Directions for this task:
Update the items below by changing every "integer pixel coordinates" to "whole-number pixel coordinates", keeping everything else unchanged.

Dataset records about object locations:
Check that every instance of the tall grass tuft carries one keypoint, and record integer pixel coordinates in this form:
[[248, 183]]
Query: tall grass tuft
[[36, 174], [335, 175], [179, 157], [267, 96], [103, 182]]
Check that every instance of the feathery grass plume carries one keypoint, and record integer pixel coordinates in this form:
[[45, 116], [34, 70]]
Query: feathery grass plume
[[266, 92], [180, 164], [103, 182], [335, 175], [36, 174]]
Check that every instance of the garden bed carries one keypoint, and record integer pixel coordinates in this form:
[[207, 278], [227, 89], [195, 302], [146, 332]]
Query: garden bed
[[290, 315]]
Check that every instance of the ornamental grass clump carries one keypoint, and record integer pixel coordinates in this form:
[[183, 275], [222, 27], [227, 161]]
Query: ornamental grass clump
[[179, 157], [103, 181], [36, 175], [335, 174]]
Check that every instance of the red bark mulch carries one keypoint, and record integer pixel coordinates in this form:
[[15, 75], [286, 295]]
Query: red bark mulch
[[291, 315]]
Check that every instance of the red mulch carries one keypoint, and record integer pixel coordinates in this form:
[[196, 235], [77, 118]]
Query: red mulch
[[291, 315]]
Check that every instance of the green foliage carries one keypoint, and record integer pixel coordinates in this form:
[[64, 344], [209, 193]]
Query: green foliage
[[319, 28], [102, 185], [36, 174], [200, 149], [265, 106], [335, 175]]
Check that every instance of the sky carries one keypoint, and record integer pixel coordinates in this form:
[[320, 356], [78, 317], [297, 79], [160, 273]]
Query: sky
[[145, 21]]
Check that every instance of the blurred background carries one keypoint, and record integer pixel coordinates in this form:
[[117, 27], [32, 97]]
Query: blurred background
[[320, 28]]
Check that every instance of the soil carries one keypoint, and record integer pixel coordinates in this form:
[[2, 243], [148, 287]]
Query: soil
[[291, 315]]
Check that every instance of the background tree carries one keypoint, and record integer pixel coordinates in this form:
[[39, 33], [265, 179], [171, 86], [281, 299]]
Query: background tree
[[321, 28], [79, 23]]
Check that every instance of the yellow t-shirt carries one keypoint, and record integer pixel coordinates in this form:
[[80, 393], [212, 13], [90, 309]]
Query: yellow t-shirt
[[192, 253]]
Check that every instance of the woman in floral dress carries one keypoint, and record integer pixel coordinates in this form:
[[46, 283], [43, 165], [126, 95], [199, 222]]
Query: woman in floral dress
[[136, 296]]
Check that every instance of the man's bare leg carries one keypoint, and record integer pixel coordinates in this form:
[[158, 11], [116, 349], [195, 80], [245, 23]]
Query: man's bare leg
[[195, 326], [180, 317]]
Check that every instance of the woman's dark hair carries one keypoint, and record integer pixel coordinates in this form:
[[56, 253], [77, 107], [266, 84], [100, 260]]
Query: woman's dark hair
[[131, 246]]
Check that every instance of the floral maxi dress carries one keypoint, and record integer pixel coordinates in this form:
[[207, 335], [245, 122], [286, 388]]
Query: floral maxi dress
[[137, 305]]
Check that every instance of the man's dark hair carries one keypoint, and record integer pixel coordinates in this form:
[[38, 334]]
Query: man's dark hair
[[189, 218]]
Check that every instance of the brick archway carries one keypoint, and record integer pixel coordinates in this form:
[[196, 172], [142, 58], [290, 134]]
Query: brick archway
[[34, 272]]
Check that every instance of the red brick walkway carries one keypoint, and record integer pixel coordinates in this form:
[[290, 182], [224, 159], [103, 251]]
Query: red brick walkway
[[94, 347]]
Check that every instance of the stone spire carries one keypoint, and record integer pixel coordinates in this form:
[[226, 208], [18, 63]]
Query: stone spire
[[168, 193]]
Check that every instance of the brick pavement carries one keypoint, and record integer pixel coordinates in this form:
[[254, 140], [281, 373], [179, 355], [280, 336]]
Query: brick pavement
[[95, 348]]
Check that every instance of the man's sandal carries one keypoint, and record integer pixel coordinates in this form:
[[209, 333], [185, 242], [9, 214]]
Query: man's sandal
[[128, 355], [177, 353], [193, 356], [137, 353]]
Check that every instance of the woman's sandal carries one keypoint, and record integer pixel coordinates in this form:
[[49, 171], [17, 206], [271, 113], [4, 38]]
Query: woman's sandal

Answer for this exercise:
Check that every instance of the tall grass tuft carries one keypoint, and record whole-number pixel coordinates in this form:
[[248, 183]]
Query: tall grass tuft
[[36, 174], [335, 175], [179, 157], [267, 96], [103, 182]]
Check that every instance of the feathery grass plume carries one keypoint, and record whole-number pixel coordinates in this form:
[[45, 116], [34, 70]]
Query: feathery grass plume
[[266, 92], [180, 164], [103, 182], [335, 175], [36, 174]]
Check that every instance of the garden bed carries one keypoint, and record whole-number pixel coordinates in this form:
[[207, 278], [227, 89], [195, 302], [146, 332]]
Query: garden bed
[[290, 315]]
Check that every instance of the ornamental grass clump carries one keypoint, and record whole-number pixel coordinates in this form:
[[183, 275], [222, 27], [227, 161]]
Query: ornamental grass clump
[[179, 157], [103, 181], [36, 175], [335, 174]]
Check that every instance of the red bark mulch carries one keypoint, and record whole-number pixel coordinates in this form:
[[15, 75], [286, 295]]
Query: red bark mulch
[[291, 315]]
Check that every instance of the red mulch carries one keypoint, and record whole-number pixel coordinates in this form:
[[196, 235], [77, 118]]
Query: red mulch
[[291, 315]]
Check that every instance of the green foliage carries one keypoint, and record whole-number pixel coordinates in this form:
[[64, 344], [209, 193]]
Query: green foliage
[[319, 28], [102, 185], [36, 174], [200, 149], [265, 106], [335, 175]]
Check that every instance of the sky carries one keypoint, and record whole-number pixel coordinates in this form:
[[320, 356], [78, 317], [297, 79], [160, 273]]
Query: sky
[[145, 21]]
Check that every instance of the blurred background carries one keypoint, and record whole-number pixel coordinates in this form:
[[117, 27], [32, 97]]
Query: blurred background
[[320, 28]]
Check that every instance of the soil carries one keypoint, and record whole-number pixel coordinates in this form:
[[2, 243], [148, 287]]
Query: soil
[[291, 315]]
Check that every instance of the background tree carries one keypoint, and record whole-number pixel coordinates in this form:
[[39, 33], [265, 179], [171, 86], [281, 299]]
Query: background tree
[[321, 28], [79, 23]]
Check that every instance of the yellow t-shirt carries one keypoint, and record whole-number pixel coordinates in this form:
[[80, 393], [212, 13], [90, 309]]
Query: yellow t-shirt
[[192, 253]]
Check that every instance of the woman in floral dress carries one keypoint, and record whole-number pixel coordinates in this form:
[[46, 283], [43, 165], [126, 95], [199, 222]]
Query: woman in floral dress
[[136, 296]]
Check that every instance of the man's bare leg carries one keypoint, and record whole-number pixel coordinates in this form:
[[158, 11], [116, 349], [195, 80], [245, 23]]
Query: man's bare leg
[[195, 326], [180, 317]]
Check that every instance of the woman's dark hair carries one keypoint, and record whole-number pixel coordinates in this form:
[[56, 253], [77, 107], [266, 84], [100, 260]]
Query: woman's dark hair
[[131, 246]]
Check that every instance of the floral maxi dress carries one keypoint, and record whole-number pixel coordinates in this form:
[[207, 335], [245, 122], [286, 388]]
Query: floral maxi dress
[[137, 305]]
Check that every instance of the man's dark hair carries one keypoint, and record whole-number pixel coordinates in this form:
[[38, 334]]
Query: man's dark hair
[[189, 218]]
Check that every instance of the brick archway carries one keypoint, and record whole-number pixel coordinates in this form:
[[196, 172], [142, 58], [290, 134]]
Query: brick archway
[[34, 272]]
Check that every instance of the red brick walkway carries one keypoint, and record whole-number pixel coordinates in this form:
[[290, 182], [224, 159], [103, 251]]
Query: red brick walkway
[[94, 347]]
Check that every instance of the stone spire carries one keypoint, and record whole-number pixel coordinates in this form:
[[226, 208], [18, 63]]
Query: stone spire
[[168, 193]]
Check that every instance of the brick pavement carries one keypoint, and record whole-number pixel coordinates in this form:
[[254, 140], [281, 373], [179, 355], [280, 336]]
Query: brick pavement
[[95, 348]]
Check that every instance of the man's sandal carries one keypoint, and record whole-number pixel coordinates in this form:
[[209, 333], [185, 242], [9, 214]]
Query: man's sandal
[[128, 355], [177, 353], [193, 356], [137, 353]]
Check that every instance of the woman's sandal carries one keypoint, and record whole-number pixel coordinates in this form:
[[49, 171], [17, 206], [271, 113], [4, 38]]
Query: woman's sandal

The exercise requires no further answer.